* _Prompt 1_
In the text on writing an introductory email, do each of these statements agree with the text? Answer yes or no for each and quote the words that decide it. (a) The email offers the work as a PDF attachment as well as a link. (b) The feedback on the recipient's work should go into a lot of detail. (c) The text recommends apologizing for taking up the recipient's time.
* _Prompt 2_
Can you reproduce word for word the part of the text on writing an introductory email starting with "I think my work" and going on through "to read through."?
* _Prompt 3_
Can you rewrite the paragraph in the text on writing an introductory email that begins "No apologizing" as a short list that keeps its main points?

* _Text segment_
** start **

To introduce myself, I am Y, in institute Z.

I have recently published some work on A [this should be a short description, not just a title. do keep it short though (1-2 short sentences)].

I enjoyed reading your work on B. [now 1-3 short feedback sentences. don't go too much into detail, but make sure it shows you read the work]

I think my work might be of interest to you, too. If you do find time to read it, any feedback would be greatly appreciated.

My work is less than f pages/g characters (one of those two. don't use exact numbers for characters but round up to the next good looking number. don't use a font size of 8 and a big textblob without any line breaks and say it's only two pages long though ;)) long and really shouldn't take a lot of time to read through.

Link: Human interaction with cats [also as attachment in pdf form]

This would be a mail that might make me read what you wrote. (strongly depending on how relevant/interesting your description actually was)

There are several differences to your initial draft:

  • No apologizing: You apologize when you did something wrong. Apologizing while you do it is an odd thing to consider polite, especially when you're apologizing for bothering someone as that person having to read through your apology is actually wasting more of his time ;) Also, it makes me feel like you're asking something unreasonable. If it wasn't, why would you have to apologize?

** end **

* _Dataset excerpt_
** start **

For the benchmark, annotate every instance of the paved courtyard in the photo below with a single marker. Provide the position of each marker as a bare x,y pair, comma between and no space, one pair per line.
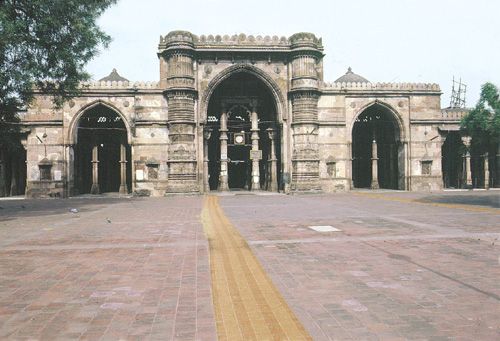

** end **

* _Answer 1_
(a) Yes: "also as attachment in pdf form"
(b) No: "don't go too much into detail, but make sure it shows you read the work"
(c) No: "No apologizing: You apologize when you did something wrong."

* _Answer 2_
I think my work might be of interest to you, too. If you do find time to read it, any feedback would be greatly appreciated.

My work is less than f pages/g characters (one of those two. don't use exact numbers for characters but round up to the next good looking number. don't use a font size of 8 and a big textblob without any line breaks and say it's only two pages long though ;)) long and really shouldn't take a lot of time to read through.

* _Answer 3_
- Apologize only when you did something wrong.
- Apologizing while making the request is an odd thing to consider polite.
- An apology for bothering someone wastes more of their time, because they have to read it.
- It makes the request seem unreasonable. If it weren't, there would be no need to apologize.